Challenge: Revise all the items below so that each "photograph" reads "image" and every other word and point stays the same. Leave the pictures out of your revised version.

Data excerpts:

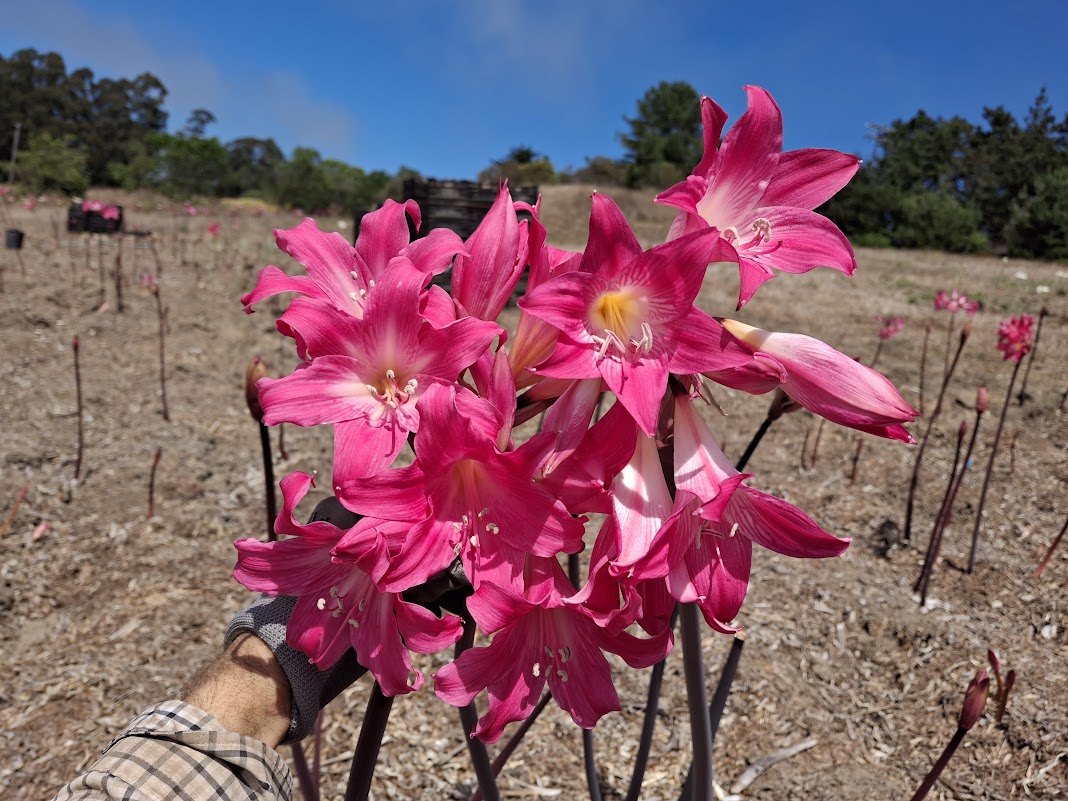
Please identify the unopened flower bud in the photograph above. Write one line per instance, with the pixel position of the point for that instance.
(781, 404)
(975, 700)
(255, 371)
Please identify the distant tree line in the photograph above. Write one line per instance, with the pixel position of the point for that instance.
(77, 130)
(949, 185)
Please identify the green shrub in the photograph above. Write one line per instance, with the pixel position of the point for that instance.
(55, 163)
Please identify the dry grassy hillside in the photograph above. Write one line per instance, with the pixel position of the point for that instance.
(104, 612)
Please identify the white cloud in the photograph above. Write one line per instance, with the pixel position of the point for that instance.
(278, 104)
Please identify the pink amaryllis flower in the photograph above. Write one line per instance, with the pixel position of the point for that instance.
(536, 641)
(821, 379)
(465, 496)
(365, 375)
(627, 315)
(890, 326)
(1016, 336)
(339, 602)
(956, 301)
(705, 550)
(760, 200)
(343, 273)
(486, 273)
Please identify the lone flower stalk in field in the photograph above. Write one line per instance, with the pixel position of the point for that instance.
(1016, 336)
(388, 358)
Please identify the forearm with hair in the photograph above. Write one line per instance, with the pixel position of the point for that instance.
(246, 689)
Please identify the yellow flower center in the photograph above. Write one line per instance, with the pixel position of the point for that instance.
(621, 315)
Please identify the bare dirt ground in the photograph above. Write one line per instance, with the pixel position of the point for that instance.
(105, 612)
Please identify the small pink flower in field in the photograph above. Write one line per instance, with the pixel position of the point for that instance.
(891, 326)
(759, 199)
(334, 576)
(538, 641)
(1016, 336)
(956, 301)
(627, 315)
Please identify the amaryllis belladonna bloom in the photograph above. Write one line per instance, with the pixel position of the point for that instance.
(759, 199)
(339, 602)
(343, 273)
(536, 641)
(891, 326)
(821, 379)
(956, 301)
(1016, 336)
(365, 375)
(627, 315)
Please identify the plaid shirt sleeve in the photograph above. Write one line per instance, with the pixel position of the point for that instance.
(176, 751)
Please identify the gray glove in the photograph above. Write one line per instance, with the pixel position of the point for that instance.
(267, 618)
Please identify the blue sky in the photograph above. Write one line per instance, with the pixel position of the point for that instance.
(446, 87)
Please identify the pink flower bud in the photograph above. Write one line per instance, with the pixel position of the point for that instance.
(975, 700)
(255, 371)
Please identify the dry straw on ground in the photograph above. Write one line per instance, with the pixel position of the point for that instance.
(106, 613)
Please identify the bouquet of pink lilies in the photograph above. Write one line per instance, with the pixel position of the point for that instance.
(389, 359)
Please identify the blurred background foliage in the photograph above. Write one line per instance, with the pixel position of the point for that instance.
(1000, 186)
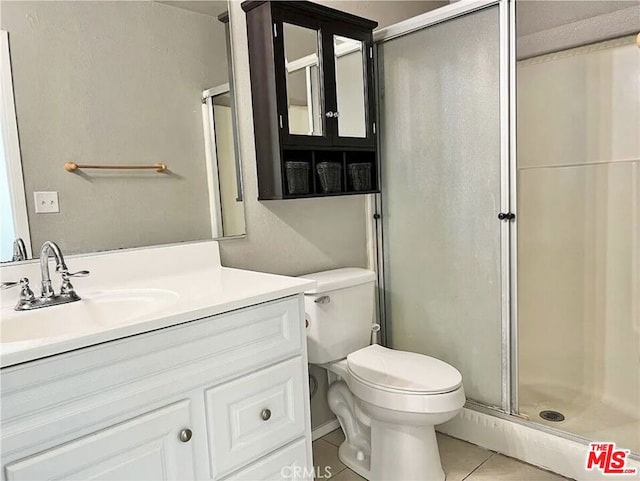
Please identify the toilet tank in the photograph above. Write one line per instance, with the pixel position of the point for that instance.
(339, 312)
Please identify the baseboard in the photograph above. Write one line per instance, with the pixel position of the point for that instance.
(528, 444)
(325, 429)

The solution:
Please identify the unopened flower bud in the image above. Write one line per instance, with the pixel position of the point for that instance.
(781, 404)
(975, 700)
(255, 371)
Please identify the distant tree line in the image above. Write one line per instance, with the pixel position of the point for that instance.
(77, 130)
(949, 185)
Please identify the green shrub in the image above. Write one line per instance, with the pixel position of the point for that instance.
(55, 163)
Please identify the dry grassy hillside in the image above. Write one line per instance, with the pixel position of the point for that instance.
(104, 612)
Please identify the white cloud in the image above. Write one line per instance, with the pixel position of the point for that instance.
(278, 104)
Please identify the pink amaryllis flower in the image above. Write one line per instance, with the pixel position of the point for that instance.
(536, 641)
(821, 379)
(465, 496)
(365, 375)
(627, 315)
(890, 326)
(1016, 336)
(339, 602)
(956, 301)
(705, 550)
(760, 200)
(343, 273)
(486, 273)
Please identify the lone flower stalk in field in the image above. Write one line per instance, with the pixel position of the point for that instance.
(1016, 336)
(388, 358)
Please identify the forearm with hair in the image above. Write one line per instance, with the pixel position of the point for that instance.
(246, 689)
Please identify the yellow flower center in the image above. Write one line per instance, with the pixel position of the point for that instance.
(621, 315)
Please identify the bare dirt ground in the image above. Write one line per instance, with the pixel position of the point for that instance.
(105, 612)
Please identify the small pink flower in field in the image above. Write one line per instance, with the pixel position of the point for that instance.
(891, 326)
(759, 199)
(334, 576)
(538, 641)
(1016, 336)
(956, 301)
(627, 315)
Please identify the amaryllis belladonna bloom in the image above. Write one line per instance, with the pixel position of the point for that instance.
(759, 199)
(339, 602)
(343, 273)
(536, 641)
(891, 326)
(821, 379)
(956, 301)
(1016, 336)
(365, 375)
(627, 315)
Please identify the plaid shirt sleeve in the image above. Write one line per instance, with the pixel position of the point for that instance.
(176, 751)
Please identify the gray glove in the image above. Write one line per instance, with the pixel position of the point for that instance.
(267, 618)
Please identify the blue sky in the image above. Write one line per instance, with the pixel position of the point for that instance.
(446, 87)
Please identify the pink flower bud in the image above. Write one line per instance, with the pixel position of the point for that instance.
(975, 700)
(255, 371)
Please identify the dry straw on ground in the image above. Write one line per instance, with the pixel position of the point for that instance.
(106, 613)
Please identify the bouquet of pink lilies in the image above. Write one line per instance, with the pixel position of the point for that instance.
(389, 359)
Please identify the blurred background foliage in the image above. Write one line per instance, with the pixel position of the point for that instance.
(1000, 186)
Please identify the toilet tank in the image above. Write one line per instance, with the pixel position of the point for that instance.
(339, 312)
Please identify the baseboard in the image above. Write one line per instance, with the pixel position of the point for that instance.
(528, 444)
(325, 429)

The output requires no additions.